AUFGABEN ->
a) Fassen Sie den Absatz der Rede, der mit „Haben Ihnen eigentlich nicht die Ohren gebrannt“ beginnt, in zwei Sätzen zusammen.
b) Zählen Sie alles auf, wovon die Bundesregierung laut der Rede „unbeeindruckt sein“ will.
c) Geben Sie aus der Rede alles von „Auch der Kollege“ bis hinunter zu „Beweis zu stellen.“ wortgetreu wieder.

Rede von
Andrea
Fischer
- Parteizugehörigkeit zum Zeitpunkt der Rede:
(BÜNDNIS 90/DIE GRÜNEN)
- Letzte offizielle eingetragene Parteizugehörigkeit: (BÜNDNIS 90/DIE GRÜNEN)
Frau Präsidentin! Meine Damen und Herren! Der Kollege Gerhardt hat es vor einigen Tagen ganz ohne Scheu auf den Punkt gebracht: Die Koalition braucht das Sparpaket in seiner unveränderten Form aus symbolischen Gründen; denn eine Regierung müsse schließlich zeigen, daß sie regieren kann.
Auch der Kollege Blüm hat es eben auf den Punkt gebracht: Heute sei hier keine Debatte in der Sache
Andrea Fischer
angesagt; vielmehr könne die Regierung jetzt demonstrieren, daß sie Mut zur Entscheidung habe.
Für mich ist das eine traurige Demonstration des Zustands dieser Regierung: Sie muß Stärke beweisen im Verfahren, wo ihr Stärke in der Politik fehlt.
Da verkommt dann die verfassungsrechtlich institutionalisierte Auseinandersetzung mit den Bundesländern zu einem Pokerspiel, wo es eigentlich nur noch darum geht, wie man schnell diese lästigen Hürden nehmen kann. Das Hauptziel ist nicht der richtige Weg, sondern nur, die eigene Unbeirrbarkeit unter Beweis zu stellen.
Deswegen hat die Bundesregierung in den letzten Monaten die Ohren verschlossen vor jedem Protest, vor allen Einwänden und auch vor den Ängsten, die dieses Sparpaket bei vielen Menschen auslöst. Sie wollen unbeeindruckt sein von der Angst der Frauen, was das für ihre Lebensplanung bedeutet und welche Auswirkungen das auf ihre Rentenversicherung hat. Sie wollen unbeeindruckt sein von den verheerenden arbeitsmarktpolitischen Folgen der ABM-Kürzungen in Ost-Deutschland. Sie wollen unbeeindruckt sein von der Verunsicherung der Arbeitnehmer durch die Kürzung der Lohnfortzahlung und die Änderungen beim Kündigungsschutz. Und sie wollen natürlich unbeeindruckt sein von jedem fachlichen Hinweis, daß die Krise so nicht zu bewältigen ist.
Da igelt sich eine Regierung ein. Erst hat sie lange tatenlos zugesehen, schließlich ist sie selbst schuld am Stand der Dinge, und dann werden mit den eigenen Versäumnissen die Sparmaßnahmen gerechtfertigt.
Haben Ihnen eigentlich nicht die Ohren gebrannt von der Ohrfeige, die Ihnen der Sozialbeirat, den Sie selber eingesetzt haben, sowie die Rentenversicherungsträger in der Sommerpause gegeben haben? Die haben Ihnen doch ins Stammbuch geschrieben, daß die Finanzkrise der Rentenversicherung genauso weitergehen wird, wenn Sie die Rentenbeiträge wieder einmal nicht in einer realistischen Höhe festsetzen. Aber die Bundesregierung orientiert sich an der magischen Grenze von 20 Prozent Beiträgen. Magie! Womit haben wir eigentlich eine Bundesregierung verdient, die auf Zauber und Magie setzen muß?

EINTRÄGE ->
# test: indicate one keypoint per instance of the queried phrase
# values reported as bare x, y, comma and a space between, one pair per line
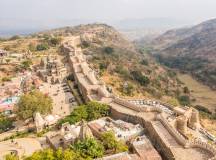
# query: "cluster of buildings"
9, 93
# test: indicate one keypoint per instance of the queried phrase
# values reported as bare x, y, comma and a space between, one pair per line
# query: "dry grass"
204, 95
209, 125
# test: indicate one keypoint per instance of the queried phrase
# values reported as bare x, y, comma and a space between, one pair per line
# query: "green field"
204, 95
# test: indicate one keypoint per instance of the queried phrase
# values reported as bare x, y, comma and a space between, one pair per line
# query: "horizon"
29, 16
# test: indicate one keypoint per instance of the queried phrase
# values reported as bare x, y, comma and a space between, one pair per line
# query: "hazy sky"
48, 13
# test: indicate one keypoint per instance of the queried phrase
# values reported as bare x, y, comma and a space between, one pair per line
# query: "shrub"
108, 50
89, 112
89, 148
42, 46
55, 41
184, 100
122, 71
33, 102
144, 62
202, 109
110, 142
143, 80
5, 123
15, 37
6, 79
186, 90
85, 44
32, 47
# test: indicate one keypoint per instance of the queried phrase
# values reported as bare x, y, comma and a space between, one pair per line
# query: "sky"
39, 14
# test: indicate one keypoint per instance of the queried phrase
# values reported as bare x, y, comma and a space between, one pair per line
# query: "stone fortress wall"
166, 138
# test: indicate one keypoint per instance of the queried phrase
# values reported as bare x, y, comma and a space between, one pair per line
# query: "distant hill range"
190, 49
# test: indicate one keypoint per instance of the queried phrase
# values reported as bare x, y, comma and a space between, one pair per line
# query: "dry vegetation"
202, 94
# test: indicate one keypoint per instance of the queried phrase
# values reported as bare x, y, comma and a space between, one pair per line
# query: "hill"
191, 50
128, 70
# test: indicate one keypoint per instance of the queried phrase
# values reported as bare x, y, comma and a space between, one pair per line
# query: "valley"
202, 94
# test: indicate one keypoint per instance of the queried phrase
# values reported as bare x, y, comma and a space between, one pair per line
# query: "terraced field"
204, 95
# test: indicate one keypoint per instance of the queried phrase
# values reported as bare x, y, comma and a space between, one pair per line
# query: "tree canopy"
33, 102
5, 123
49, 154
88, 112
110, 142
89, 148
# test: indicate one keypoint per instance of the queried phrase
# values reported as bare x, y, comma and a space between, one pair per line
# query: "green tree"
5, 123
108, 50
15, 37
90, 111
85, 44
6, 79
26, 64
77, 115
110, 142
96, 110
144, 62
32, 47
138, 76
11, 157
186, 90
55, 41
33, 102
49, 154
128, 89
7, 60
89, 148
42, 46
184, 100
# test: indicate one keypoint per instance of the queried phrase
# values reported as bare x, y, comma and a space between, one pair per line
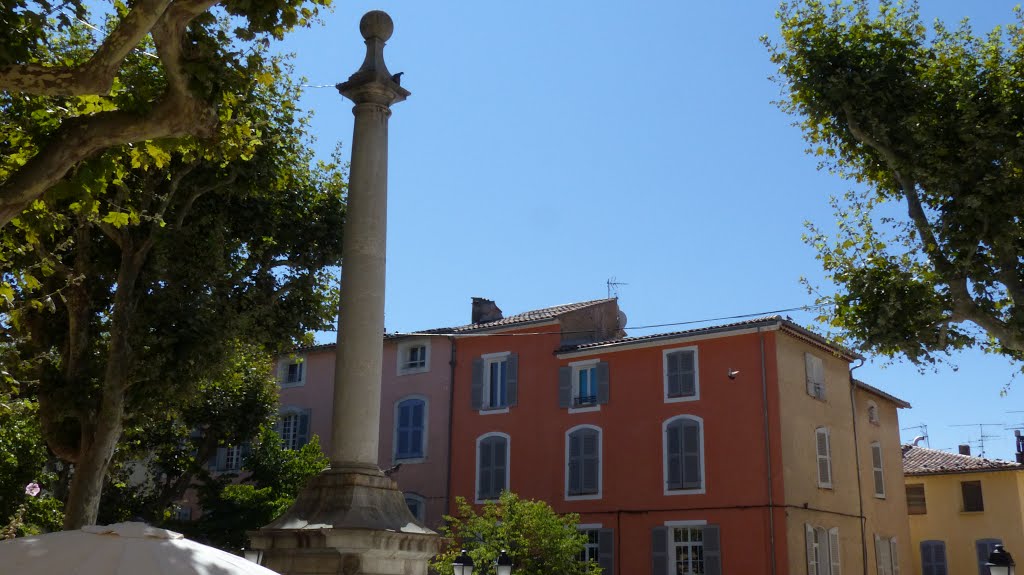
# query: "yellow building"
960, 507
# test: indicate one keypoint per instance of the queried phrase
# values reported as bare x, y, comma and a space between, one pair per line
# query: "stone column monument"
352, 520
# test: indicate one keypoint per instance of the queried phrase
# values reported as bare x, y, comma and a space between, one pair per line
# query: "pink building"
416, 389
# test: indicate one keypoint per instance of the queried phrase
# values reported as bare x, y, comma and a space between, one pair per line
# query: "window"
495, 382
417, 505
291, 371
872, 412
822, 550
492, 466
933, 558
815, 372
886, 556
686, 547
293, 427
915, 503
823, 446
410, 431
599, 546
583, 459
973, 500
414, 357
684, 455
984, 548
681, 374
880, 480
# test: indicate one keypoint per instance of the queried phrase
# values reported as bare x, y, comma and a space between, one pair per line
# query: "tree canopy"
927, 121
538, 539
199, 46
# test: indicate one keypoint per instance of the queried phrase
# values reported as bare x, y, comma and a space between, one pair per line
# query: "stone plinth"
347, 522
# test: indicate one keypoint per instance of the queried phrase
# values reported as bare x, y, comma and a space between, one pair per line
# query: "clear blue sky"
548, 146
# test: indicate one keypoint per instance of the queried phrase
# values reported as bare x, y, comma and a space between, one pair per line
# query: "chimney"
485, 310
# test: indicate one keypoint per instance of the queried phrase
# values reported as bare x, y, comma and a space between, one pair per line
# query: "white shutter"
812, 563
894, 555
834, 551
824, 456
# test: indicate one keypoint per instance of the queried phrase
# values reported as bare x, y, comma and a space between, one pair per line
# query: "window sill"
682, 399
699, 491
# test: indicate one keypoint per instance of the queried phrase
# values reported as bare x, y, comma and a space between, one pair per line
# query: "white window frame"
872, 412
878, 470
671, 543
819, 391
423, 438
577, 367
600, 465
508, 465
696, 376
488, 360
421, 501
287, 362
827, 456
665, 458
588, 545
402, 350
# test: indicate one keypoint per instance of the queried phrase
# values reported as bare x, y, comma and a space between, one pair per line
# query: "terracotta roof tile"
922, 460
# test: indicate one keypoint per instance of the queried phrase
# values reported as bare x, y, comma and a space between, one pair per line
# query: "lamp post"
1000, 562
504, 564
463, 564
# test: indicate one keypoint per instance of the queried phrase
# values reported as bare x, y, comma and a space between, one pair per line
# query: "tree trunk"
100, 436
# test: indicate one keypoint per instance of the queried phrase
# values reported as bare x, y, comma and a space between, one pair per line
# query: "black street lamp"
999, 562
504, 564
463, 565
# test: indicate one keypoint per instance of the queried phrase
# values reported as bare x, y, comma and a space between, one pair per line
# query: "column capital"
373, 83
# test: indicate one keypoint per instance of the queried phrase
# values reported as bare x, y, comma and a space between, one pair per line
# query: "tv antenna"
981, 435
922, 432
613, 284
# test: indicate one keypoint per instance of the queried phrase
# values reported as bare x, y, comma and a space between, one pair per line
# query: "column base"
347, 521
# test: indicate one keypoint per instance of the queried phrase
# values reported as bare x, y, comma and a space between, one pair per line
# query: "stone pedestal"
352, 520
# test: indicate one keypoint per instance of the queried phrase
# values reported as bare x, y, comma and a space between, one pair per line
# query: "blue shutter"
659, 550
512, 380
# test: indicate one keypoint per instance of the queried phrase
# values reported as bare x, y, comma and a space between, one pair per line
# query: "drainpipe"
771, 495
448, 478
856, 455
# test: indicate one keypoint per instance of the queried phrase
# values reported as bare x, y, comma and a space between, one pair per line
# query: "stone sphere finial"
376, 24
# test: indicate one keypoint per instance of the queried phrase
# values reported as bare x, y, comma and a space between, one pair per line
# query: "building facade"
961, 506
742, 448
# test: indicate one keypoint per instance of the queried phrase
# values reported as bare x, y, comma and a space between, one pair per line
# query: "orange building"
740, 448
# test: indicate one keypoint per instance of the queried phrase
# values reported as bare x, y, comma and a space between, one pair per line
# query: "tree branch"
95, 76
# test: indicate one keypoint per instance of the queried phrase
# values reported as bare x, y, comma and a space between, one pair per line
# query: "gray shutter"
565, 387
713, 549
674, 449
674, 374
500, 458
659, 550
476, 391
606, 550
303, 435
688, 376
591, 465
484, 462
691, 454
513, 380
576, 463
602, 383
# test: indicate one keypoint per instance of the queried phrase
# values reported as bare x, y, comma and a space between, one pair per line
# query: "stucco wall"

LÖSUNGEN ->
a) Der von der Regierung selbst eingesetzte Sozialbeirat und die Rentenversicherungsträger haben ihr in der Sommerpause vorgehalten, dass die Finanzkrise der Rentenversicherung weitergeht, wenn die Beiträge erneut nicht realistisch festgesetzt werden. Die Bundesregierung orientiert sich trotzdem an der „magischen“ Grenze von 20 Prozent Beiträgen, was die Rede als Setzen auf Zauber und Magie verspottet.

b)
- von der Angst der Frauen, was das Sparpaket für ihre Lebensplanung bedeutet und welche Auswirkungen es auf ihre Rentenversicherung hat
- von den verheerenden arbeitsmarktpolitischen Folgen der ABM-Kürzungen in Ost-Deutschland
- von der Verunsicherung der Arbeitnehmer durch die Kürzung der Lohnfortzahlung und die Änderungen beim Kündigungsschutz
- von jedem fachlichen Hinweis, dass die Krise so nicht zu bewältigen ist

c)
Auch der Kollege Blüm hat es eben auf den Punkt gebracht: Heute sei hier keine Debatte in der Sache
Andrea Fischer
angesagt; vielmehr könne die Regierung jetzt demonstrieren, daß sie Mut zur Entscheidung habe.
Für mich ist das eine traurige Demonstration des Zustands dieser Regierung: Sie muß Stärke beweisen im Verfahren, wo ihr Stärke in der Politik fehlt.
Da verkommt dann die verfassungsrechtlich institutionalisierte Auseinandersetzung mit den Bundesländern zu einem Pokerspiel, wo es eigentlich nur noch darum geht, wie man schnell diese lästigen Hürden nehmen kann. Das Hauptziel ist nicht der richtige Weg, sondern nur, die eigene Unbeirrbarkeit unter Beweis zu stellen.